Referring expression data:

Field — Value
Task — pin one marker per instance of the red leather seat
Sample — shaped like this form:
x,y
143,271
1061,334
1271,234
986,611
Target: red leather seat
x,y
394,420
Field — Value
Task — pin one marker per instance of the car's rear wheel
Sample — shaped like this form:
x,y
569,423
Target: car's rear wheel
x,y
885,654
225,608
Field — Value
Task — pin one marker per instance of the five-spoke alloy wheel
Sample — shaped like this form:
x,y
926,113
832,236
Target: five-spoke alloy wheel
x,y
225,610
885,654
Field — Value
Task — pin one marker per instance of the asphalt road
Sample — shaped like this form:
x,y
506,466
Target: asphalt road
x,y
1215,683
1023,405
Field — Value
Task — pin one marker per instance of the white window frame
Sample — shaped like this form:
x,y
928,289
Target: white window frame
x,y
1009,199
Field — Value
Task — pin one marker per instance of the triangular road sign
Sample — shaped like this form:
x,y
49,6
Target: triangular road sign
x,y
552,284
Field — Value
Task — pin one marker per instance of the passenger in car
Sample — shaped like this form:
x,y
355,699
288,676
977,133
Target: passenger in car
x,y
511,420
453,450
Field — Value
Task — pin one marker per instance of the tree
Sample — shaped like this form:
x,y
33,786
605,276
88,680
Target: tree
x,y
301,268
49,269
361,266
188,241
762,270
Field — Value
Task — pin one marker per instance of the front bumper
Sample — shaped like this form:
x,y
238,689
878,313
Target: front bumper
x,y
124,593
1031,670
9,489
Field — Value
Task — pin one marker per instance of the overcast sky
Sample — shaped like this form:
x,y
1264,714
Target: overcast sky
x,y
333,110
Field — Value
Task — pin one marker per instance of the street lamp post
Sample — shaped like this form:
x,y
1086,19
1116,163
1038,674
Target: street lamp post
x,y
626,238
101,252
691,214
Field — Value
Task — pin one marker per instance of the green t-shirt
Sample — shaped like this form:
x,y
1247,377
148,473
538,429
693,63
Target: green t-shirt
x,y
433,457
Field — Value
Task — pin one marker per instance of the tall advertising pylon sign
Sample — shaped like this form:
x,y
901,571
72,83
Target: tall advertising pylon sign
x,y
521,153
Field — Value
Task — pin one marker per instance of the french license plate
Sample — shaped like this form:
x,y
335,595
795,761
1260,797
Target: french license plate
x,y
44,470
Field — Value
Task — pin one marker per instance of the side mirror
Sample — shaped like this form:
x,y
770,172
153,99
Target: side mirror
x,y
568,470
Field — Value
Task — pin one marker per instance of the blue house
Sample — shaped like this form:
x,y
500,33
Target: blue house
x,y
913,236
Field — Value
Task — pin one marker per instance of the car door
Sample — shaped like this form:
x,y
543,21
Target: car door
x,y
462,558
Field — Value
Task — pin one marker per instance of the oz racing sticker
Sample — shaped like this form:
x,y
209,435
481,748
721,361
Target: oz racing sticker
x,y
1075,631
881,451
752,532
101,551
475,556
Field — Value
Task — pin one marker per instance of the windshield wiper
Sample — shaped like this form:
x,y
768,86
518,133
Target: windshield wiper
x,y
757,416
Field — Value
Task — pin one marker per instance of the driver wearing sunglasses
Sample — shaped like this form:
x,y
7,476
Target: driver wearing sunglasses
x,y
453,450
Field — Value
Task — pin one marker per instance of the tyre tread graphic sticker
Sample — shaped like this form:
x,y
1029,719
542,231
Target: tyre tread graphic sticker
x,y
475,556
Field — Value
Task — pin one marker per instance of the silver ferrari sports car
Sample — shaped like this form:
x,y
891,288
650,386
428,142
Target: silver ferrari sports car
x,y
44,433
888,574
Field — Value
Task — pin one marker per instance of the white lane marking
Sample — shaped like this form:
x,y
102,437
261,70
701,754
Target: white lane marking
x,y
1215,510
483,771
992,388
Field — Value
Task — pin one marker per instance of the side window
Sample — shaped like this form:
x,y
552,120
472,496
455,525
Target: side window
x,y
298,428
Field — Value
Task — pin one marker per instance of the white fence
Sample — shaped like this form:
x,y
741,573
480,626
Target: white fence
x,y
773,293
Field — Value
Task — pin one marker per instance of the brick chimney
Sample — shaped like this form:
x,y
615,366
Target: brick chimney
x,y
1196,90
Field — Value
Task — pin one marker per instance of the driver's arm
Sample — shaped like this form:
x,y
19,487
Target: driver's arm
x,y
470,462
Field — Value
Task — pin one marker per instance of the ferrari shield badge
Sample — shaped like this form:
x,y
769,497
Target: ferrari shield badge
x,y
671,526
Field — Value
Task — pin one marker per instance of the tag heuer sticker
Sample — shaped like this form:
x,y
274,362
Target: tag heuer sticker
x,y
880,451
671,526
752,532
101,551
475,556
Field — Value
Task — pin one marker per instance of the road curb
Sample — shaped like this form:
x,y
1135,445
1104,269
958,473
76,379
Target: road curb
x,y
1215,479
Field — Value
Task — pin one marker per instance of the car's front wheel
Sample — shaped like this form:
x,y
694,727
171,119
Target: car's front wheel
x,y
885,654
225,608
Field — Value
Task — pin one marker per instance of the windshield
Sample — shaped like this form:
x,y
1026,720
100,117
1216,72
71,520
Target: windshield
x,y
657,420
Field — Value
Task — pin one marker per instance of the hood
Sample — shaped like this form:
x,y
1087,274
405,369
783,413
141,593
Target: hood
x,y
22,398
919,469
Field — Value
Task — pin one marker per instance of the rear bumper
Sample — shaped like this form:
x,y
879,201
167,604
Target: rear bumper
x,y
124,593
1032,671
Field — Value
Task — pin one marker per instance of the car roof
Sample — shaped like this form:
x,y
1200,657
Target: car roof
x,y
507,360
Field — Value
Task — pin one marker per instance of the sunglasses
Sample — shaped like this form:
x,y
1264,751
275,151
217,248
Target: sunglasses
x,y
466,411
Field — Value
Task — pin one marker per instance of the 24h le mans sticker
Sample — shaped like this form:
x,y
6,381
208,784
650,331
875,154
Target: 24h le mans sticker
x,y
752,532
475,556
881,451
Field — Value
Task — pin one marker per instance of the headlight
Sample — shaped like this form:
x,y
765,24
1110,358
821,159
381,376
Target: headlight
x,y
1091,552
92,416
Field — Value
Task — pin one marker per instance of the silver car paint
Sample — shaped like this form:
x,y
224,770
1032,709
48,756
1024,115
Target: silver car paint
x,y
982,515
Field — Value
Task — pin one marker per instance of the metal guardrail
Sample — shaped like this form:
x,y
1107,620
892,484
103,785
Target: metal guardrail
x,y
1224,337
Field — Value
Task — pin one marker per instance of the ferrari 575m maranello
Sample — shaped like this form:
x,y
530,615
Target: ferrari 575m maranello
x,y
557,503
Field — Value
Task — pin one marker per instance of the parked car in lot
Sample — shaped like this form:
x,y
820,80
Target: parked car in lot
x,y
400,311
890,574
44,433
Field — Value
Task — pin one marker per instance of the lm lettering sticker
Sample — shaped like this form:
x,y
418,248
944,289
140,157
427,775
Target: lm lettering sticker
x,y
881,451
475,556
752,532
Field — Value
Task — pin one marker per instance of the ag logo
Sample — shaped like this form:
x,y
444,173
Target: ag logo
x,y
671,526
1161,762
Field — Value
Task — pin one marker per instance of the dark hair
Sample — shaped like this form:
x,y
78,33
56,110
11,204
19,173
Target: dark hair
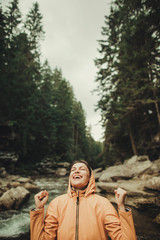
x,y
81,161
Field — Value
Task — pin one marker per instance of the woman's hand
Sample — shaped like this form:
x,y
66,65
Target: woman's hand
x,y
120,195
40,199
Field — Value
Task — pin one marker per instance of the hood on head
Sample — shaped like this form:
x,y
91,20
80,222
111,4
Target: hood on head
x,y
91,187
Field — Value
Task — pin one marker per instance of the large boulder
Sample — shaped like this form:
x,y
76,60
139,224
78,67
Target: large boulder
x,y
135,166
14,198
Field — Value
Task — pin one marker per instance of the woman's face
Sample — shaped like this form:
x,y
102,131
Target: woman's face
x,y
79,176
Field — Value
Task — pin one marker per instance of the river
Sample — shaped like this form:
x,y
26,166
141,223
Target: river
x,y
15,224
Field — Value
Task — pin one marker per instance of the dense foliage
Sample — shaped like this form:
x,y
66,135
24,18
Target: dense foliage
x,y
36,102
129,79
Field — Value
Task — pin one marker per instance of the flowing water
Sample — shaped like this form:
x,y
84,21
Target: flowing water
x,y
14,224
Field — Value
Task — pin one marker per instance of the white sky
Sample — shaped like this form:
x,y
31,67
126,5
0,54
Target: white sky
x,y
72,28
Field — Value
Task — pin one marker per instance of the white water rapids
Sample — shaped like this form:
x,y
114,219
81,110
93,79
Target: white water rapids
x,y
13,223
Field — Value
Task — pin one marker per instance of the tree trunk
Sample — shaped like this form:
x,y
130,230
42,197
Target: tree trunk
x,y
132,140
158,113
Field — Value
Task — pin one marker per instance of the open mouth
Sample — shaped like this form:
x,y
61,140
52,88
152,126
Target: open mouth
x,y
77,177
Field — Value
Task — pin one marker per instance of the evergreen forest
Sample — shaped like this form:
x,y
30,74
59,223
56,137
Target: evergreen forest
x,y
39,114
128,80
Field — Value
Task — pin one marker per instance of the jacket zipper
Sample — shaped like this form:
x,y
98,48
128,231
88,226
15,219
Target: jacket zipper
x,y
77,216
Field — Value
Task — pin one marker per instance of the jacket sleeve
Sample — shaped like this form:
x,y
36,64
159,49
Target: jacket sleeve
x,y
44,229
119,227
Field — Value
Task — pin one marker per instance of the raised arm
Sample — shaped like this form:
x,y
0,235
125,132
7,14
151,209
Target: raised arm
x,y
120,227
43,228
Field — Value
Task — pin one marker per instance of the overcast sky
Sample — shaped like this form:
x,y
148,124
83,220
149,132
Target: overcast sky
x,y
72,28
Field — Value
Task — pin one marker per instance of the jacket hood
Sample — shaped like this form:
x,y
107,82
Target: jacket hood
x,y
91,188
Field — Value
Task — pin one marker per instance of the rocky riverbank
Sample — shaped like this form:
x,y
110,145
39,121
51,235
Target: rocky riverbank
x,y
15,190
140,178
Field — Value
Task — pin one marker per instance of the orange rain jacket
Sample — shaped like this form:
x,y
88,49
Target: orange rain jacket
x,y
81,215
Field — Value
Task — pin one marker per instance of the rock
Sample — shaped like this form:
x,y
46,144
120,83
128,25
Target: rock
x,y
97,173
153,184
157,219
14,198
154,169
23,180
135,166
61,172
31,187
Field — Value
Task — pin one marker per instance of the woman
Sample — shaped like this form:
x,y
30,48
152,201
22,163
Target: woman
x,y
81,214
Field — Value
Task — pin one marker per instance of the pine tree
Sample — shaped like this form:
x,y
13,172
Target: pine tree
x,y
129,59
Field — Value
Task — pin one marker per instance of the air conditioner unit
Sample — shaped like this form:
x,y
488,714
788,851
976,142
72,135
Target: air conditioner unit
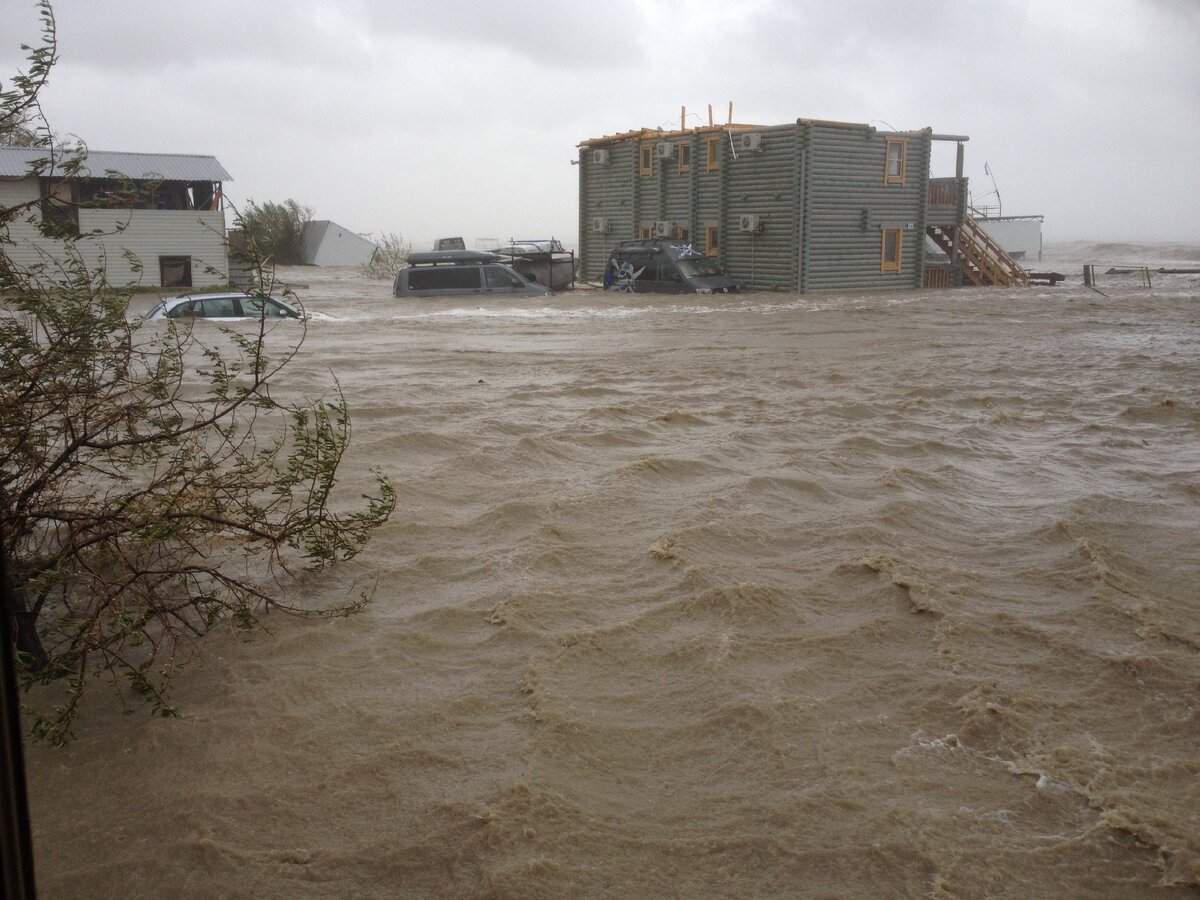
x,y
751,143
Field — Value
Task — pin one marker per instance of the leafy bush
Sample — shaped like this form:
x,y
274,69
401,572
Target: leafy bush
x,y
151,484
391,252
274,229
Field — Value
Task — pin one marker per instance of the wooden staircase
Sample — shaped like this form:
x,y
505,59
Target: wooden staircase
x,y
982,259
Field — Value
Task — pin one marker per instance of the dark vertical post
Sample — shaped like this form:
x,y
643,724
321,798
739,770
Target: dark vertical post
x,y
16,841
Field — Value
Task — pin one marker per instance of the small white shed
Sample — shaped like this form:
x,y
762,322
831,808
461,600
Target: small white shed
x,y
328,244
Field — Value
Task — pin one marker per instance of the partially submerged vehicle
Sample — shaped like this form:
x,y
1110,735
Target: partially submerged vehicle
x,y
225,305
454,273
666,267
541,261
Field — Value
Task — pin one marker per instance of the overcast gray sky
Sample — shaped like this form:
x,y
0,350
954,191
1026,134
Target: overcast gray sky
x,y
461,118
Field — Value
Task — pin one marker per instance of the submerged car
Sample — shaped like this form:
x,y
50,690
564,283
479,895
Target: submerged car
x,y
667,267
228,305
454,273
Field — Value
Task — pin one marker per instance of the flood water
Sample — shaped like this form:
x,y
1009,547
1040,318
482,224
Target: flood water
x,y
751,597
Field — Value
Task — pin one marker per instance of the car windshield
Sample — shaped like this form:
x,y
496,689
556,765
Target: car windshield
x,y
701,267
257,306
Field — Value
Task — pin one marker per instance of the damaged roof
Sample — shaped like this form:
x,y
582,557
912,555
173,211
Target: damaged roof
x,y
658,133
15,162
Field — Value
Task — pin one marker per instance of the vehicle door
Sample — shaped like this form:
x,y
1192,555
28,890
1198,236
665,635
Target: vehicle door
x,y
669,280
443,280
502,280
217,307
633,270
257,307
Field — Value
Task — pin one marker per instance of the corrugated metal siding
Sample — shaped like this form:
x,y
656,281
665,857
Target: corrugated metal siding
x,y
762,184
849,204
173,167
147,233
817,189
605,192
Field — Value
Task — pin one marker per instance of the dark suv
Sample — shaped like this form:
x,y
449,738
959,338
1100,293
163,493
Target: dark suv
x,y
451,273
669,267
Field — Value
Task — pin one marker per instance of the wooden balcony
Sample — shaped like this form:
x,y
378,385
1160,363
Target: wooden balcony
x,y
947,201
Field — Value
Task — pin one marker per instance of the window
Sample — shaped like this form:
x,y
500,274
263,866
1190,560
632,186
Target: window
x,y
713,241
449,277
496,276
60,204
892,250
714,159
175,271
219,307
646,160
894,161
262,306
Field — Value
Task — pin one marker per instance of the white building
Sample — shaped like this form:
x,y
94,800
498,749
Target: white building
x,y
167,210
328,244
1019,235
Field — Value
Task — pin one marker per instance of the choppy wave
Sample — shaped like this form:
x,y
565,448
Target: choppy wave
x,y
779,595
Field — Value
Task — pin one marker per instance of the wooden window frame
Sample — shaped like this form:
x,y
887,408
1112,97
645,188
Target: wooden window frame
x,y
683,155
891,265
712,240
903,144
646,160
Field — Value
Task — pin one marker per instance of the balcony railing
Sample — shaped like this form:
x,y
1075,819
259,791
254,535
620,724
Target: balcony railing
x,y
943,192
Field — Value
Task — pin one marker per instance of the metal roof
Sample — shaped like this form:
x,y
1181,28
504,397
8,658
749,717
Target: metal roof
x,y
171,167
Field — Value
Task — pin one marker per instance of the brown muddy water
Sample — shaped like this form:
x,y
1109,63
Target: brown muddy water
x,y
755,597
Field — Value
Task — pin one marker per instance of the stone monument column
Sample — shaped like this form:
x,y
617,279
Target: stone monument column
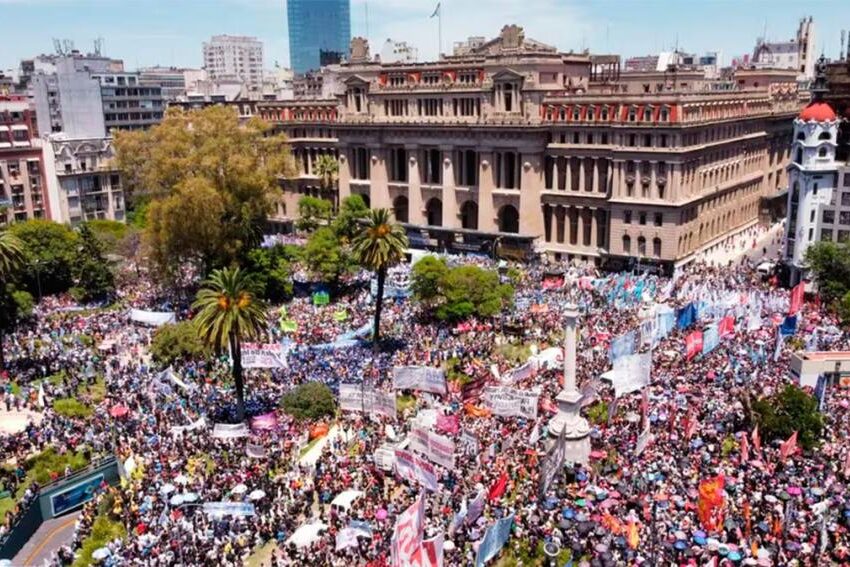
x,y
568,418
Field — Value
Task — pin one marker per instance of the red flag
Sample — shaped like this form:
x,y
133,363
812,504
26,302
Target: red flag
x,y
797,298
789,446
693,344
756,439
726,326
745,449
499,487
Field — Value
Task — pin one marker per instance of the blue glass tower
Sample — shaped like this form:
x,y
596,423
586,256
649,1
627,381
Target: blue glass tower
x,y
319,32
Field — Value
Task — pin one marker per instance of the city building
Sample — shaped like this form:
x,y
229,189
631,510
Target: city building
x,y
82,181
512,144
235,58
797,53
67,97
319,32
398,52
22,178
817,208
127,104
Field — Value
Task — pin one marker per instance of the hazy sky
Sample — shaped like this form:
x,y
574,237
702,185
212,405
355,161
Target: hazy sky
x,y
170,32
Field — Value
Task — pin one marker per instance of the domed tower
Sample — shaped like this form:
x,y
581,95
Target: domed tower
x,y
812,177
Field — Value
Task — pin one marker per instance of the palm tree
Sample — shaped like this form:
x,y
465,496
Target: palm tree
x,y
229,311
11,260
379,246
327,168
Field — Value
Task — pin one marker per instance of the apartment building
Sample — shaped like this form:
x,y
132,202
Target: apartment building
x,y
235,57
22,177
83,182
510,143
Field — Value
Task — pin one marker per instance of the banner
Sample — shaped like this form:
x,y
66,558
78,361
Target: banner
x,y
228,508
410,467
152,318
425,378
255,355
496,537
230,431
693,344
510,402
553,462
710,338
354,397
438,449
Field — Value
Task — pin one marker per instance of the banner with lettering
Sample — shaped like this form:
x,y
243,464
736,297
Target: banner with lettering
x,y
438,448
256,355
510,402
425,378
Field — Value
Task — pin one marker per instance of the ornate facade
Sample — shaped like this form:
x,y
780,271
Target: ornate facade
x,y
516,138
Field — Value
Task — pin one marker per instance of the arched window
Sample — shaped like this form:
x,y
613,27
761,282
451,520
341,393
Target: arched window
x,y
400,208
434,211
469,215
508,219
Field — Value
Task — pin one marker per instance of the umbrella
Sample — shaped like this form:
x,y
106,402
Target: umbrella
x,y
119,410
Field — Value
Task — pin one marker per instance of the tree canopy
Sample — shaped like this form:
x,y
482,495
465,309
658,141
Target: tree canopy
x,y
209,182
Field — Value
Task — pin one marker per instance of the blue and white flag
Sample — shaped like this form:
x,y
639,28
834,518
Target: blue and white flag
x,y
495,538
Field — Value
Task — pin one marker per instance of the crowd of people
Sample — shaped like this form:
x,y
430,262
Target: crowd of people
x,y
624,507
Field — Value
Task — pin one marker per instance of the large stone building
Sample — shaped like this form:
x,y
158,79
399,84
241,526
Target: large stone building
x,y
513,144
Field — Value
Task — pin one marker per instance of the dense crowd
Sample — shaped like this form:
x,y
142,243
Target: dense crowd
x,y
625,507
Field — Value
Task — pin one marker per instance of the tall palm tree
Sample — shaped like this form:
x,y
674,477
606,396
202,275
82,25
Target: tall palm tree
x,y
11,260
229,311
327,168
379,246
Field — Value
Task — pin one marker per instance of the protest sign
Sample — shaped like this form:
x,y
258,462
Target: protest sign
x,y
425,378
256,355
510,402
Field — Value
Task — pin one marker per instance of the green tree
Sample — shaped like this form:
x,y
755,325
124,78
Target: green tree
x,y
427,277
312,211
180,341
829,263
312,400
209,181
92,271
379,246
229,311
787,411
470,290
325,257
50,250
271,270
351,213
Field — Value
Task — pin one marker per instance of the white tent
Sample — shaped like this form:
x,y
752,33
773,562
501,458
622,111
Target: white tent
x,y
306,535
346,498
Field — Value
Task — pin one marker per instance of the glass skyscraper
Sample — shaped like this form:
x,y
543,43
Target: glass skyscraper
x,y
319,32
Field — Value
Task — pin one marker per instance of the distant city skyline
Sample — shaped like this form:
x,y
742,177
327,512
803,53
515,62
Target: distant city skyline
x,y
169,33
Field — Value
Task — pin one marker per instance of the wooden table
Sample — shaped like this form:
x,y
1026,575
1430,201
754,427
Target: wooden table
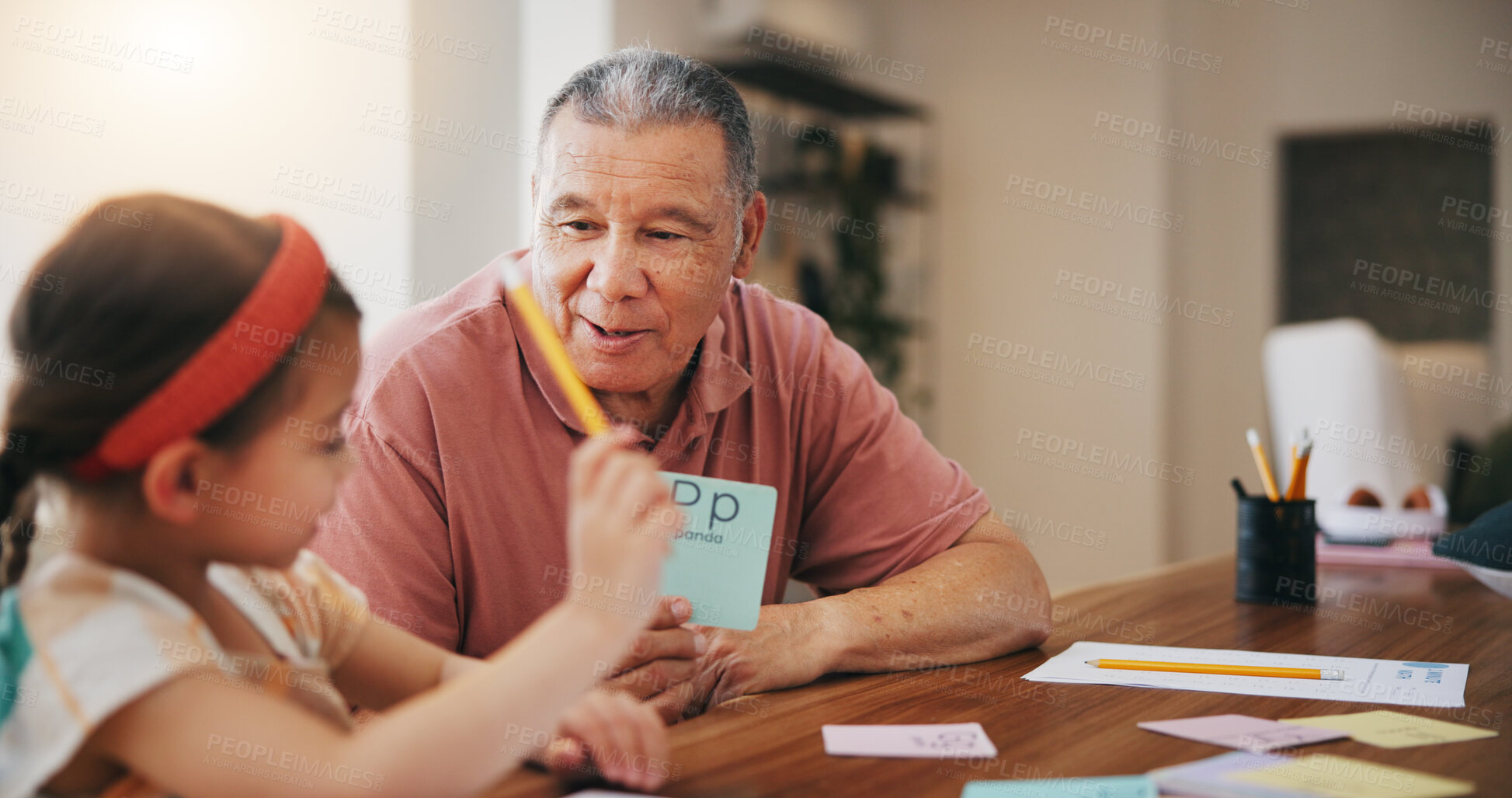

PROBLEM DESCRIPTION
For each line in the records that contains the word "table", make a copy.

SOLUTION TO THE PROBLEM
Task — pin one marker per instance of the wooden table
Target: wooden table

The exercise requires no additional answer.